- [Extract provided]:
______________________________

Because when I did a survey, because I got this argument, I thought, "Why do they say this?" But then I looked at all worldwide textbooks of public economics, of public finance. And they, of course, you know, immediately have two parts, the expenditure part and the taxation part. And they say that, first of all, public goods are state-provided. That was also — someone from Russia came and said to Kofi Annan, "You know, we thought we had just abandoned it, and now you bring it back."

So there was such a misunderstanding. It was for many Arabs, it was public interest goods, which is also something else, but it comes close to "good for everybody." There was such a misunderstanding problem in terms of concepts. But they all got married for these reasons. And in addition, the translators didn't get it right in the UN, so you didn't know what was translated.

For the Russians and former Soviet Union, they thought, "Oh, my God, you know, they come with state production." The others were worried about the UN starting to levy a tax. It was awful. And then I had the misfortune that in 1995 I came up with my book, and this book on the Tobin tax. And we said, "No, the Tobin tax is an instrument of the 1970s and all of this. Now we can be more refined." But nevertheless, the US submitted a bill that we should stop working on this topic.

So I had this tax reputation. And then when I came out with the 2003 book, apparently it was sent through a word search on the US side. And it got stuck on page three in the introduction — "There, she talks about taxes."

Mark Malloch Brown said, "You don't." I said, "No, no." And what was there? The old Musgraves at the age of 99, before they went to heaven, he said that it became evident in the Middle Ages that people free ride on sanitation, on street lights and things like this, and therefore one introduced taxation. And then the computer stopped. And it was a quotation that the old Musgrave mentioned from 1886.

______________________________

- [Object point labels]:
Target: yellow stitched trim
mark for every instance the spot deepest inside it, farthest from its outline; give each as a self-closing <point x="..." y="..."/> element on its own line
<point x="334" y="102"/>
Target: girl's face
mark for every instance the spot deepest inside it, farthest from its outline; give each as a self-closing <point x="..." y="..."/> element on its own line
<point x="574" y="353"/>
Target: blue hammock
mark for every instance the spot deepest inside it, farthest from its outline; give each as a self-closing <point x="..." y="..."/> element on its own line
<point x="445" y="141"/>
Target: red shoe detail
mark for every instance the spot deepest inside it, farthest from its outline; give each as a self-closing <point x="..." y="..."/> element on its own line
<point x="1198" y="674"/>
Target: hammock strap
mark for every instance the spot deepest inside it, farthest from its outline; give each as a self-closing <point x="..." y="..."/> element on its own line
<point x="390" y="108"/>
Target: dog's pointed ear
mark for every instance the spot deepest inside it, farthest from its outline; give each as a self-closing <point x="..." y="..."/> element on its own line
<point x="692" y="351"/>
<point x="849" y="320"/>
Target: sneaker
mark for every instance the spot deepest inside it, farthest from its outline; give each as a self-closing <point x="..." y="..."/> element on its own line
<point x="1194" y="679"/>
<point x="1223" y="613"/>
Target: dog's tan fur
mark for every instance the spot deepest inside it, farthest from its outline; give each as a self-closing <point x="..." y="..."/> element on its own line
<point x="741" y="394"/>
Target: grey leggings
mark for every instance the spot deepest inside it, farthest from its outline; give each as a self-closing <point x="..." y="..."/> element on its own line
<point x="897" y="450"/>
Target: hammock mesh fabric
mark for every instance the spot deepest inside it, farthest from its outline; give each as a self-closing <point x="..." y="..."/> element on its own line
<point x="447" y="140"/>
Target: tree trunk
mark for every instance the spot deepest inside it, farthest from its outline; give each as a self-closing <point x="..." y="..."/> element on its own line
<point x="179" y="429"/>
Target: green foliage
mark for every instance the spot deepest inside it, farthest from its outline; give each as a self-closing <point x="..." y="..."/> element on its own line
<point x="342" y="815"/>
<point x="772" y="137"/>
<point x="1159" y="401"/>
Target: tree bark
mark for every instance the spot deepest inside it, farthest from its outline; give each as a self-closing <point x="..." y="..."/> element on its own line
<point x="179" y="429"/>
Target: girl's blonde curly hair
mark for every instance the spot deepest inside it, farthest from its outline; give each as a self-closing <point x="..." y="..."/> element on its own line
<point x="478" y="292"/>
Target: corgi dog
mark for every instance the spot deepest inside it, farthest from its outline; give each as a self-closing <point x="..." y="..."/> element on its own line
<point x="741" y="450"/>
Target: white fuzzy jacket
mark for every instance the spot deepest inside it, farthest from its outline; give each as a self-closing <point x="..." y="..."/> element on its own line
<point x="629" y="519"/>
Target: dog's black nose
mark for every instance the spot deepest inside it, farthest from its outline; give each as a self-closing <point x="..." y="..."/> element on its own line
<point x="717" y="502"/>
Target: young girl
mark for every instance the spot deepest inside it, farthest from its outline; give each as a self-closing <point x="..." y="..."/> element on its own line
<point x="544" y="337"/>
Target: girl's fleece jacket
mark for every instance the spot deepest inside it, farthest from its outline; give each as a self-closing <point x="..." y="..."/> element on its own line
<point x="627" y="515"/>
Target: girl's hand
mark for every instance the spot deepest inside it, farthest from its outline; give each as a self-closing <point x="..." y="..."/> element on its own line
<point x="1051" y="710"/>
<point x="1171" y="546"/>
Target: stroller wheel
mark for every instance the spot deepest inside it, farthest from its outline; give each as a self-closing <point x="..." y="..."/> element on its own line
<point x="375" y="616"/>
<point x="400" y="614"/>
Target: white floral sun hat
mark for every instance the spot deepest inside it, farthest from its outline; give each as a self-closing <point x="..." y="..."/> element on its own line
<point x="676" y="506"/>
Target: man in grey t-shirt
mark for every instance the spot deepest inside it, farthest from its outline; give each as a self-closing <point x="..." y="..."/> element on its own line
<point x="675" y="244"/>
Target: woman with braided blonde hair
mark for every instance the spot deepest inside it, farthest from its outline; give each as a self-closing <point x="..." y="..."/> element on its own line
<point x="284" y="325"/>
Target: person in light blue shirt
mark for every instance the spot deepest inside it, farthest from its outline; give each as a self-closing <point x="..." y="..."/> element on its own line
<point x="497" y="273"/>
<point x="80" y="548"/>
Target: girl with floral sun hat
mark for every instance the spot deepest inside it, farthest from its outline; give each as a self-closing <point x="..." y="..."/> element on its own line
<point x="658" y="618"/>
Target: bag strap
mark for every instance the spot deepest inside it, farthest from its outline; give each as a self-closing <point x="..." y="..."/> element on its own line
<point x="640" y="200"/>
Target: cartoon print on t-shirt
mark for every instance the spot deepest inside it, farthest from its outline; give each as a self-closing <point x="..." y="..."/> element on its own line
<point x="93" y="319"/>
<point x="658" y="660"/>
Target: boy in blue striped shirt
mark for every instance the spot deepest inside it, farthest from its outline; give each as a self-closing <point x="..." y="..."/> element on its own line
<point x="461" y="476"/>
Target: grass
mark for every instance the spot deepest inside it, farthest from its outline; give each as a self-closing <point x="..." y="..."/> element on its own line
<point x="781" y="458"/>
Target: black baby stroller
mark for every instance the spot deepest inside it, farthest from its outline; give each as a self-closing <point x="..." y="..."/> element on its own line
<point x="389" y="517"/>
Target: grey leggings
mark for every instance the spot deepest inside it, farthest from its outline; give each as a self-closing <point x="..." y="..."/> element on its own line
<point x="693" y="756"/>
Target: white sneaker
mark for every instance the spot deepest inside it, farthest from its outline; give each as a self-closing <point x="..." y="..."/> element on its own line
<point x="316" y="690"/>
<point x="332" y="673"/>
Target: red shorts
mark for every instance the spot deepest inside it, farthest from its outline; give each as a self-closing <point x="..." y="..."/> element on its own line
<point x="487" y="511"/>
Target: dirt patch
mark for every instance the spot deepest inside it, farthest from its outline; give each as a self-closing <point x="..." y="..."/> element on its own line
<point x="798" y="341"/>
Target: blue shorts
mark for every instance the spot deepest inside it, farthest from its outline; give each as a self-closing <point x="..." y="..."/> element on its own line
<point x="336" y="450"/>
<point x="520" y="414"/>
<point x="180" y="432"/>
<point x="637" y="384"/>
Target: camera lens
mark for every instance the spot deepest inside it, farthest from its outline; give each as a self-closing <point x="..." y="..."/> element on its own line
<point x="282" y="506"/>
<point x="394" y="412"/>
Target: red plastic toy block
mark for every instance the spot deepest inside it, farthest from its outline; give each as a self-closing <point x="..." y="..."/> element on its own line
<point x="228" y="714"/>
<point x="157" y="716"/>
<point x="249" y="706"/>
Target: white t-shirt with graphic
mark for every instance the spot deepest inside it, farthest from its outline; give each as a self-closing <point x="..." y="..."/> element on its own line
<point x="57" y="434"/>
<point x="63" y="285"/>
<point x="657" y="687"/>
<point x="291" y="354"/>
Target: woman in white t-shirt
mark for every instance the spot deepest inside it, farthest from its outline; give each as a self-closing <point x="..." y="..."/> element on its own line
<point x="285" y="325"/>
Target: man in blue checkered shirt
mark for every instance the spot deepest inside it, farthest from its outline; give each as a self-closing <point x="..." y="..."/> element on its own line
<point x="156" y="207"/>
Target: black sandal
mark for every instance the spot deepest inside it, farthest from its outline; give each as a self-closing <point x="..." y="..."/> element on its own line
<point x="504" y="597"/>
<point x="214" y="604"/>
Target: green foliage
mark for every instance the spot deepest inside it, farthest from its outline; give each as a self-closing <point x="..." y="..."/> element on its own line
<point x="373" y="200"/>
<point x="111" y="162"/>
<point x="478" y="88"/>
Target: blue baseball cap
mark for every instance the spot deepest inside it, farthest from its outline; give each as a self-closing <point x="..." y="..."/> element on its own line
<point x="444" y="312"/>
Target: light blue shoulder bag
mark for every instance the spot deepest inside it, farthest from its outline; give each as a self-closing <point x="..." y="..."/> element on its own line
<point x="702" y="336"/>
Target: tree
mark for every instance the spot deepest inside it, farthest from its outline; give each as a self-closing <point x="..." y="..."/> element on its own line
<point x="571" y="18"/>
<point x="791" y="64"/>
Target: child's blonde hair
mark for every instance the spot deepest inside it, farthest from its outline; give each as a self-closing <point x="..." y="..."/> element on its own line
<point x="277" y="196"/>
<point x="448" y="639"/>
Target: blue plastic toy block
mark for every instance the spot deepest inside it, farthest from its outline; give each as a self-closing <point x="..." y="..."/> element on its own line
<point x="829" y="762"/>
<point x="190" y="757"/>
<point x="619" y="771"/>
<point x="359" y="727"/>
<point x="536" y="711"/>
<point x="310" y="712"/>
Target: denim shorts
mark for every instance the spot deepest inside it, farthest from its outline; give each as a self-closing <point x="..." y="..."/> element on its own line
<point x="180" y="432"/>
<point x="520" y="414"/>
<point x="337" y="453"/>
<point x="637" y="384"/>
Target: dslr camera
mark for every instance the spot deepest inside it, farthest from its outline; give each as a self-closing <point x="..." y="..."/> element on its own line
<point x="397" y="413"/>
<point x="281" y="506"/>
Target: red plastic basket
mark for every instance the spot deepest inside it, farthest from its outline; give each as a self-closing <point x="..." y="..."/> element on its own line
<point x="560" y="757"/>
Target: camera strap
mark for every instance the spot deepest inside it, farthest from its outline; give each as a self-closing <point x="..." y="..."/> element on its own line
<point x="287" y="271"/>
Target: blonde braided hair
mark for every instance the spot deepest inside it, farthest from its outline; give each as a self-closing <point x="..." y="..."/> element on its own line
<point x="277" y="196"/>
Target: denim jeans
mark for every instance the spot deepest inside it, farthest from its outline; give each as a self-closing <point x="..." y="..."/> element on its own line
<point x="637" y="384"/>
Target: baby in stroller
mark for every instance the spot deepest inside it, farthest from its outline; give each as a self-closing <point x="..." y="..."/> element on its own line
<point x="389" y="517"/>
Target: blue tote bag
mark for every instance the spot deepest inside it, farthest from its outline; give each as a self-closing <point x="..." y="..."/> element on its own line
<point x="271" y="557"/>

______________________________

Please translate this sentence from the excerpt on public goods into Spanish: "And in addition, the translators didn't get it right in the UN, so you didn't know what was translated."

- [Worked solution]:
Y, además, los traductores no lo hicieron bien en la ONU, así que uno no sabía qué se había traducido.